*Text provided*:
+++

Soon the sun will set, so we make our dinner, enjoy a cup of tea, delight in the cool mountain air, and soon head to bed for a good night’s sleep.  Although we’d love to have a couple more days to hang out here in this wonderful wilderness, we have obligations that will take us back down the mountain tomorrow.  Different muscles will be taxed and we will be sore for a few days, but we have the satisfaction of having accomplished what we set out to do – a back-packing journey to Stewart Lake.

Nambe Lake

Nambe Lake Backpacking Trip –  1,800 foot elevation gain, about 3 ½ miles each way.

Friday, September 21, 2012 – We arrive at the Santa Fe ski basin and are on the trail to Nambe Lake a little after 3:00.  Uphill to the wilderness boundary – about 800 foot gain – then slightly downhill, descending 400 feet, to the Nambe Lake trail junction.  At the junction, the trail climbs steeply upward over rocks and exposed tree roots, hardly a trail in many spots, steep and challenging.

+++

*Records supplied*:
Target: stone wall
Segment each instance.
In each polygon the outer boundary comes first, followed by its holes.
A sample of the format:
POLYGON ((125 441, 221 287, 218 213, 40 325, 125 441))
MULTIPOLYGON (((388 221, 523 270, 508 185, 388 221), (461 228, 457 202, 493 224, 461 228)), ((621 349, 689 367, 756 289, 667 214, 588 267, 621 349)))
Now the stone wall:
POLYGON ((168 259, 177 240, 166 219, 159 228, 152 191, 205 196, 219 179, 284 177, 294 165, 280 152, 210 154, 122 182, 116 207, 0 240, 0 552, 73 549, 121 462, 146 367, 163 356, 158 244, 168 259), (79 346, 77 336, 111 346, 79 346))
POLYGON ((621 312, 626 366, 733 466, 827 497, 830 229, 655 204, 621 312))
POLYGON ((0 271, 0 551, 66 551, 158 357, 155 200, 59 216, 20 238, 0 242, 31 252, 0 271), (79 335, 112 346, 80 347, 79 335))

+++

Quote the hiking account word for word from "Soon the sun" up to and including "to Stewart Lake.". Rely only on the hiking account for this.

*Correct response*:
Soon the sun will set, so we make our dinner, enjoy a cup of tea, delight in the cool mountain air, and soon head to bed for a good night’s sleep.  Although we’d love to have a couple more days to hang out here in this wonderful wilderness, we have obligations that will take us back down the mountain tomorrow.  Different muscles will be taxed and we will be sore for a few days, but we have the satisfaction of having accomplished what we set out to do – a back-packing journey to Stewart Lake.